◆ **To do**
1. Rewrite the paragraph in the passage on primary colors that begins "Spectral colors are the colors" as a short bulleted list, keeping its main facts.
2. Answer these questions from the passage on primary colors:
(a) What wavelength range is given for green?
(b) What do the exact colors chosen by RGB models relate to?
(c) What is the fourth color, "key," in CMYK?

◆ **Document segment**

It is common for educational materials to claim that red, yellow and blue are only primary colors. It is true that these are all spectral colors that can produce a wide gamut of colors using additive color mixing. However, it is not true that these are the only primary colors or that these have some special properties that other sets of primary colors lack. It should also be noted that primary colors do not produce all colors but instead simulate most colors. For example, violet can be simulated with purple using red and blue but this isn't true violet.

Spectral Colors

Spectral colors are the colors that are produced by pure wavelengths of light in different bands. This includes all visible light. The spectral colors aren't usually viewed as primary colors but they are in the sense that they are required to truly reproduce all colors found in nature. A technology based on spectral color would theoretically produce noticeably more diverse and authentic colors than a technology based on three colors.
Spectral Color
Wavelength of Light
Violet
380–450 nm
Blue
450–485 nm
Cyan
485–500 nm
Green
500–565 nm
Yellow
565–590 nm
Orange
590–625 nm
Red
625–740 nm

Red, Green, Blue (RGB)

It is common for display technologies to use red, green, blue (RGB) as primary colors in an additive color model. The exact colors chosen by these models relate to the colors of the phosphors used in the technology. Some colors produced by RGB technologies can be considered simulated such that they differ from the wavelengths of light in natural color.

Cyan, Magenta, Yellow and Key (CMYK)

The primary colors cyan, magenta and yellow are commonly used in subtractive color models by technologies such as printers. A fourth color known as "key" is black ink that is used for efficiency that is unnecessary to the color model. In other words, it is inefficient to use a mixture of cyan, magenta and yellow to simulate black so black ink is used instead.

◆ **Extracted data**
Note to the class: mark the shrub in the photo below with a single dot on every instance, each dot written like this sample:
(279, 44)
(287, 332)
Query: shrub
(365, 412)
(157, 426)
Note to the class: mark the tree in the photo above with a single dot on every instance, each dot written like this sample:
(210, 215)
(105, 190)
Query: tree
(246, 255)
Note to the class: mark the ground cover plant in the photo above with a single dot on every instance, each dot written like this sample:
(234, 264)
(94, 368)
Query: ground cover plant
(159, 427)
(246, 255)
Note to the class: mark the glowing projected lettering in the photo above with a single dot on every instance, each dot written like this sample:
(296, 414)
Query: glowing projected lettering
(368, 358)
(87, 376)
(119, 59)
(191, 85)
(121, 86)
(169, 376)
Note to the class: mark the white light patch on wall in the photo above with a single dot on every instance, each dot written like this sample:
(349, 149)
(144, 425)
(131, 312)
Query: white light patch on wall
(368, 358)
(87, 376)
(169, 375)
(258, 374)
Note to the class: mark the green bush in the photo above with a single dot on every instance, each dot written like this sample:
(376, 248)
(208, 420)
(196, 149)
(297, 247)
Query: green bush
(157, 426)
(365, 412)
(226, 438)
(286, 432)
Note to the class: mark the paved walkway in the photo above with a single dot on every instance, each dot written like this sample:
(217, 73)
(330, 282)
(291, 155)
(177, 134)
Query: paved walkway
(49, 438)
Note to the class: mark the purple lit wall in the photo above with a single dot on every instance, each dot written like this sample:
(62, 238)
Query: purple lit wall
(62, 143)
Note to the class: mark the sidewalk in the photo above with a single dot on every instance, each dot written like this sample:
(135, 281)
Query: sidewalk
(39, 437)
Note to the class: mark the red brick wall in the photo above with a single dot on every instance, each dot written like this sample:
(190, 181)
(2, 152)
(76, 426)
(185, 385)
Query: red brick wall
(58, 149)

◆ **Answers given**
1.
- Spectral colors are produced by pure wavelengths of light in different bands and include all visible light.
- They are not usually viewed as primary colors, but they are in the sense that they are required to truly reproduce all colors found in nature.
- In theory, a technology based on spectral color would produce noticeably more diverse and authentic colors than one based on three colors.

2.
(a) 500–565 nm
(b) The colors of the phosphors used in the technology
(c) Black ink